→ **What you have to do**:
Give all of the lines again exactly as they read.

Dataset entries:
⁂

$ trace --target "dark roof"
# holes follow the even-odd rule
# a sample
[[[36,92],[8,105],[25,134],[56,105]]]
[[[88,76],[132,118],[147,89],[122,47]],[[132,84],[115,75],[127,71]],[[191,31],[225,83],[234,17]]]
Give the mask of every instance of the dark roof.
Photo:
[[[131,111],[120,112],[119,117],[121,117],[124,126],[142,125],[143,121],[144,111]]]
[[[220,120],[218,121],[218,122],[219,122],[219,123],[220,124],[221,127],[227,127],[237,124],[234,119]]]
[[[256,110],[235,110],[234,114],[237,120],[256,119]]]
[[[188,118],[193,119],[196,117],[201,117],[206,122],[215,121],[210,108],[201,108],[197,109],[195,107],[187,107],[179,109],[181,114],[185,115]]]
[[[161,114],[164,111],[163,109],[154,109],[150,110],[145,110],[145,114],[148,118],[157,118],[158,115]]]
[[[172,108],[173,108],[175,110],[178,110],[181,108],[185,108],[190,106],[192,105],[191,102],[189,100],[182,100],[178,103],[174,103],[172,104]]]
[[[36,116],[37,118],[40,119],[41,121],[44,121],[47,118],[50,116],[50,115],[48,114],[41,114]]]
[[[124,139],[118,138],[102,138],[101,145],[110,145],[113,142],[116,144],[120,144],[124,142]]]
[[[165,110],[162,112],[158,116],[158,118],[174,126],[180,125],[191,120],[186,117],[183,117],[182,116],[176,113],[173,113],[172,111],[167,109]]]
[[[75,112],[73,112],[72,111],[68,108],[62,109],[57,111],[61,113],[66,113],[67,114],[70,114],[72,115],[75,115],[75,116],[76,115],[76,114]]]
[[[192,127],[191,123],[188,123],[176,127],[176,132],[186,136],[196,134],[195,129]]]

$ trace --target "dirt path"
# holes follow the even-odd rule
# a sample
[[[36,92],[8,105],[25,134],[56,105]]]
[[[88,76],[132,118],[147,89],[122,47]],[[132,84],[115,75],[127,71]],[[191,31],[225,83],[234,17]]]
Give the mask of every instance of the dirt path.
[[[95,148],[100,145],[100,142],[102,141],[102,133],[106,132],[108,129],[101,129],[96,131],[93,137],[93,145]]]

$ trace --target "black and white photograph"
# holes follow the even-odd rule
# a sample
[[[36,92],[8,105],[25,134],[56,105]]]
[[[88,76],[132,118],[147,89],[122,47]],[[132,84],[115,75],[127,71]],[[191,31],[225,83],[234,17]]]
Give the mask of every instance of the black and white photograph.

⁂

→ **Complete response**:
$ trace --target "dark roof"
# holes follow the even-odd rule
# a sample
[[[36,92],[8,105],[25,134],[56,105]]]
[[[88,76],[132,118],[147,89],[122,47]],[[132,84],[115,75],[127,71]],[[191,31],[225,83],[234,17]]]
Give the mask of every instance of the dark roof.
Photo:
[[[131,111],[120,112],[119,117],[121,117],[124,126],[142,125],[143,121],[144,111]]]
[[[220,120],[218,121],[218,122],[219,122],[219,123],[220,124],[221,127],[227,127],[237,124],[234,119]]]
[[[256,110],[235,110],[234,114],[237,120],[256,119]]]
[[[188,118],[193,119],[196,117],[201,117],[206,122],[215,121],[210,108],[201,108],[197,109],[195,107],[187,107],[179,109],[181,114],[185,115]]]
[[[161,114],[164,111],[163,109],[154,109],[150,110],[145,110],[145,114],[148,118],[157,118],[158,115]]]
[[[172,108],[173,108],[175,110],[178,110],[181,108],[185,108],[190,106],[192,105],[191,102],[189,100],[182,100],[178,103],[174,103],[172,104]]]
[[[36,116],[37,118],[40,119],[41,121],[44,121],[47,118],[50,116],[50,115],[48,114],[41,114]]]
[[[124,139],[118,138],[102,138],[101,145],[110,145],[113,142],[116,144],[120,144],[124,142]]]
[[[165,110],[162,112],[158,116],[158,118],[174,126],[180,125],[191,120],[186,117],[183,117],[182,116],[176,113],[173,113],[172,111],[167,109]]]
[[[75,112],[73,112],[72,111],[68,108],[62,109],[57,111],[61,113],[66,113],[67,114],[70,114],[72,115],[75,115],[75,116],[76,115],[76,114]]]
[[[192,127],[191,123],[188,123],[176,127],[176,132],[186,136],[196,134],[195,129]]]

$ trace --target "dirt path"
# holes follow the even-odd rule
# a sample
[[[36,92],[8,105],[25,134],[56,105]]]
[[[88,76],[132,118],[147,89],[122,47]],[[132,84],[115,75],[127,71]],[[191,31],[225,83],[234,17]]]
Give the mask of every instance of the dirt path.
[[[95,148],[100,145],[100,142],[102,141],[102,133],[106,132],[108,129],[101,129],[96,131],[93,137],[93,145]]]

$ trace --target "black and white photograph"
# holes follow the even-odd rule
# a sample
[[[36,92],[8,105],[25,134],[56,105]]]
[[[88,76],[132,118],[147,89],[122,47]],[[132,84],[115,75],[127,71]],[[191,31],[225,83],[234,17]]]
Give the mask of every instance of the black and white photograph.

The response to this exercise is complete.